**INFORMATION SHOWN**

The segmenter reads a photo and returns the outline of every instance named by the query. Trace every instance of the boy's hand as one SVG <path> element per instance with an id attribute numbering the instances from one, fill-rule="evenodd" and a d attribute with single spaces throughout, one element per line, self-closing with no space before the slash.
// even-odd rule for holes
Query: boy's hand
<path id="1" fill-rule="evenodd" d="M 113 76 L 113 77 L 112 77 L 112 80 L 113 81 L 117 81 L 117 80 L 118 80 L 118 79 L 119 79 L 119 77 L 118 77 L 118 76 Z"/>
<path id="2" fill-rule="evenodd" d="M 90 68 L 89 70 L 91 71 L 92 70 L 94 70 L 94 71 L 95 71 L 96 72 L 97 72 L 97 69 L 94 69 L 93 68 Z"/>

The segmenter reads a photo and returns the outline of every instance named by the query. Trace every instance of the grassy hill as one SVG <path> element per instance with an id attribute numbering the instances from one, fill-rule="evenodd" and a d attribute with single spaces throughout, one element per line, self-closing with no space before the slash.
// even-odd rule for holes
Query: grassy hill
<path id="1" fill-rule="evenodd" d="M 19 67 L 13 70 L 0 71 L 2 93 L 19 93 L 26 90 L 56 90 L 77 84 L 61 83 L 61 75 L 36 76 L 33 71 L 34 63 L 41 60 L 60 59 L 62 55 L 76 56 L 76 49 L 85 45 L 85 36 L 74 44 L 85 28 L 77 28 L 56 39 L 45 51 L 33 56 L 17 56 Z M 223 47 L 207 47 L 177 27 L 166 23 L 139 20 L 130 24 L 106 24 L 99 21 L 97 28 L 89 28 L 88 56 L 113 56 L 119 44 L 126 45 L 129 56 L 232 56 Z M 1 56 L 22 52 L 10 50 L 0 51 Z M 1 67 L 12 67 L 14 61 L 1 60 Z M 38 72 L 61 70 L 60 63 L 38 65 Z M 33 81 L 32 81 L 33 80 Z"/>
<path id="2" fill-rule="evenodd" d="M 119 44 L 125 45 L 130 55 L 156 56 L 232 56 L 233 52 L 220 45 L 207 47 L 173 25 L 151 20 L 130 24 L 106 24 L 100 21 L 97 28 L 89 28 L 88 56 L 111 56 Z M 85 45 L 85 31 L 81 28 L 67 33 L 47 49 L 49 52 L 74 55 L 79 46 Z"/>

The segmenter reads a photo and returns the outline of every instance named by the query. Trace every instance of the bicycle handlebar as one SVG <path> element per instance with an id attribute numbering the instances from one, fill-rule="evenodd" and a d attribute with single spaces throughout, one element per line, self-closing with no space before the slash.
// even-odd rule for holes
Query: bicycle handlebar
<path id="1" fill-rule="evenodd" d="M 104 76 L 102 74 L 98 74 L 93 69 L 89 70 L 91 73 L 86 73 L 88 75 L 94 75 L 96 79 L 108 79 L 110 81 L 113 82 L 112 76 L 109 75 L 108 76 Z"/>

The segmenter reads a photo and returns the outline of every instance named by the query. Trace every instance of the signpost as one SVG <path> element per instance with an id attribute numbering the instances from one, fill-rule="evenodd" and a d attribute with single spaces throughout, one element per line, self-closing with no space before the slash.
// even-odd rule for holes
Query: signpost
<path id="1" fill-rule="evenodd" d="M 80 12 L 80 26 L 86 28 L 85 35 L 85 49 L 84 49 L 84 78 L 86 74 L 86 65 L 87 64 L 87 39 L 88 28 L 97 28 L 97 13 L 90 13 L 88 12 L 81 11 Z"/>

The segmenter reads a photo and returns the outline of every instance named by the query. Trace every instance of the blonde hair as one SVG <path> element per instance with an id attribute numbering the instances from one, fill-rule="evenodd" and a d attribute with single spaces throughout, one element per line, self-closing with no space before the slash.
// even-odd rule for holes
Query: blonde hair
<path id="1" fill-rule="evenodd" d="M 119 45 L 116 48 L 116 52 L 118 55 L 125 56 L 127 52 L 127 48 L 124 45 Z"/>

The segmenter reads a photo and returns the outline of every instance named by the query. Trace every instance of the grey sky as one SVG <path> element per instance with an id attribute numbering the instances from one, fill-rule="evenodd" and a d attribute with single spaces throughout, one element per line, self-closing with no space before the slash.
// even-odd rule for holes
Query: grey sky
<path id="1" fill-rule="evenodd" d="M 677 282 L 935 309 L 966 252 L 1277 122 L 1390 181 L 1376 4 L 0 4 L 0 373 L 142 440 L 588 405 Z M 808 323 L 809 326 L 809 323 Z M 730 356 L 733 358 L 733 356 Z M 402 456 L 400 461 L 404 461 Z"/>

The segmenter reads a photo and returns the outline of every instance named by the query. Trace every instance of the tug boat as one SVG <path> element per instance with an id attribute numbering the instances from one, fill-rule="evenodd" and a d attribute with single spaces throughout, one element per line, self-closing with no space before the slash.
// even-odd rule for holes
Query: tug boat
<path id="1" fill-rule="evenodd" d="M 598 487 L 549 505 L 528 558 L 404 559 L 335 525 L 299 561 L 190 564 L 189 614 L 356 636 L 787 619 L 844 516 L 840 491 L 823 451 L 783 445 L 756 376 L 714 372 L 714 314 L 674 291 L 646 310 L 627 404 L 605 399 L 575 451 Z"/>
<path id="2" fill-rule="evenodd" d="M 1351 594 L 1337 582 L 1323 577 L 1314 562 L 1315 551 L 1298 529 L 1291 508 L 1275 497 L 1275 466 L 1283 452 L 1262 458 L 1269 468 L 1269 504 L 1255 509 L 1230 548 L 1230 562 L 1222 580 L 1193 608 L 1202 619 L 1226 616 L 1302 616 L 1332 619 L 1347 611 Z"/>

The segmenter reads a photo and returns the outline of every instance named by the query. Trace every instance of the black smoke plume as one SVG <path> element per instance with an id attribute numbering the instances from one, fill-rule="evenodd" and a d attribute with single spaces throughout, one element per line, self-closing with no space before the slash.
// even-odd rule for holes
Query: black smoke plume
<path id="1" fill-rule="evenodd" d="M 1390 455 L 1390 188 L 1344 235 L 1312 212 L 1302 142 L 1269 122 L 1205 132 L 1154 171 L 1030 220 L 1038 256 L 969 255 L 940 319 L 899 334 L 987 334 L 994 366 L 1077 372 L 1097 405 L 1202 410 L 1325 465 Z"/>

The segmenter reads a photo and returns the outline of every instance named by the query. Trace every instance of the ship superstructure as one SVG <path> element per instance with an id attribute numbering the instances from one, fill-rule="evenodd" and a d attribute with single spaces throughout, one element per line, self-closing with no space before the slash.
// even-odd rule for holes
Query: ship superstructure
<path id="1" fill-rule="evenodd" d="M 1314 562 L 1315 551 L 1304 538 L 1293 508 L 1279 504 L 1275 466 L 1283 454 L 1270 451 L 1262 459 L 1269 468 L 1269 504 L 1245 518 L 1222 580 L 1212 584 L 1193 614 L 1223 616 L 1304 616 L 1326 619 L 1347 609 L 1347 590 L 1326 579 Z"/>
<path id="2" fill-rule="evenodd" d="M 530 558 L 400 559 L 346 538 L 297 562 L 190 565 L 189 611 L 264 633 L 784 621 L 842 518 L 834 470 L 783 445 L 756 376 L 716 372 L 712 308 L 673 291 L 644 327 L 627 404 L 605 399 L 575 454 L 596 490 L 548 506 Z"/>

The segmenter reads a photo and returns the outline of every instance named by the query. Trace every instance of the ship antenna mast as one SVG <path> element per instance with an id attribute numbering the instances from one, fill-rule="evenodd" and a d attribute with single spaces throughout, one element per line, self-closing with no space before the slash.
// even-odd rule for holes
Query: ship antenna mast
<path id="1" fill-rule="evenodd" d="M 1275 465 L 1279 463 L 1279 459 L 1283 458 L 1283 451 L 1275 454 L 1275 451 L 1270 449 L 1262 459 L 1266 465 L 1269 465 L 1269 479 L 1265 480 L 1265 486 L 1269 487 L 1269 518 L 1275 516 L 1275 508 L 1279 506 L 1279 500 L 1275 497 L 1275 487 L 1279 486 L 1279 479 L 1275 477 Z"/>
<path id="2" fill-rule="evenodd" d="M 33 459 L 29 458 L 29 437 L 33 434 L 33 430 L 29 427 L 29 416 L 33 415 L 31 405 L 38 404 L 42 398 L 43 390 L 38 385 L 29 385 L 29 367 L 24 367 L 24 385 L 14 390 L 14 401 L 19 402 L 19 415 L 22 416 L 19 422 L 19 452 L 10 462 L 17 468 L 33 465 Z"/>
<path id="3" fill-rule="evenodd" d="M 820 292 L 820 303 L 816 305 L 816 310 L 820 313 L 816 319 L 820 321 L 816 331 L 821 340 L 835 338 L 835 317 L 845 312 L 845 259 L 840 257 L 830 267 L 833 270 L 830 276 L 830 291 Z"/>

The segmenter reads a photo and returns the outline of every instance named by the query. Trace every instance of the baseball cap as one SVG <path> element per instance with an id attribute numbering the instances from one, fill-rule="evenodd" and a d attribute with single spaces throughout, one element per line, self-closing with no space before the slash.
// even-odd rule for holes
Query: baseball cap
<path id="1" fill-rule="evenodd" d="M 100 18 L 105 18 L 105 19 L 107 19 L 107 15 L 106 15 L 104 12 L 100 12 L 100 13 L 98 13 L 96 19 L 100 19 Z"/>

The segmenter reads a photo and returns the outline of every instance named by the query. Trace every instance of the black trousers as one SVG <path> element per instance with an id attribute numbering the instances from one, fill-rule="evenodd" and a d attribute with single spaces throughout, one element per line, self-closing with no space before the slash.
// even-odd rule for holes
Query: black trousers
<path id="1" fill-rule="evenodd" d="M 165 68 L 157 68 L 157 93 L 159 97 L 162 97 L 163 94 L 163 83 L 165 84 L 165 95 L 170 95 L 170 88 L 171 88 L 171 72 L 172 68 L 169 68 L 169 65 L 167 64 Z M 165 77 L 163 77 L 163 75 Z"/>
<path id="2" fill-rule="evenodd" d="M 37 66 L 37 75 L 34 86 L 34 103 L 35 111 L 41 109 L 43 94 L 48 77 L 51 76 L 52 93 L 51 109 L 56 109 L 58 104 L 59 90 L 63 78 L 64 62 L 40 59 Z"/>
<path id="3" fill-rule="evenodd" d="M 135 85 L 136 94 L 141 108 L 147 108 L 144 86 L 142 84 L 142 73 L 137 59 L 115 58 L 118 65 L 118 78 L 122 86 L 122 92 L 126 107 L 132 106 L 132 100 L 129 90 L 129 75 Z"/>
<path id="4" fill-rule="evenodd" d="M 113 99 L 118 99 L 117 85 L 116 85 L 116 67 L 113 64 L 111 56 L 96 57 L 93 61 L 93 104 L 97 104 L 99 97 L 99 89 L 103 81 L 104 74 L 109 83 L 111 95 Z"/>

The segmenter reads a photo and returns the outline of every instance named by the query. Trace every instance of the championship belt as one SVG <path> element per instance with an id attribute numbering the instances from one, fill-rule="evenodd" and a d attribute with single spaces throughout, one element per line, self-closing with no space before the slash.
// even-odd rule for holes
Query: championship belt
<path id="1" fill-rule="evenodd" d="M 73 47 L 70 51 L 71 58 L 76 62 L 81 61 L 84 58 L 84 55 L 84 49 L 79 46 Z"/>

**PROBLEM TO SOLVE**
Could you rewrite the data from its start through the line holding "Query: boy's hand", inclusive, with "segmenter" changed to "outliner" and nothing else altered? Give only those lines.

**REPLY**
The outliner reads a photo and returns the outline of every instance named by the query. Trace every instance of the boy's hand as one SVG <path> element per instance with an id attribute numbering the instances from one, fill-rule="evenodd" and a d attribute with single spaces throughout, one element per line, self-closing with no space before the slash.
// even-odd rule for holes
Query: boy's hand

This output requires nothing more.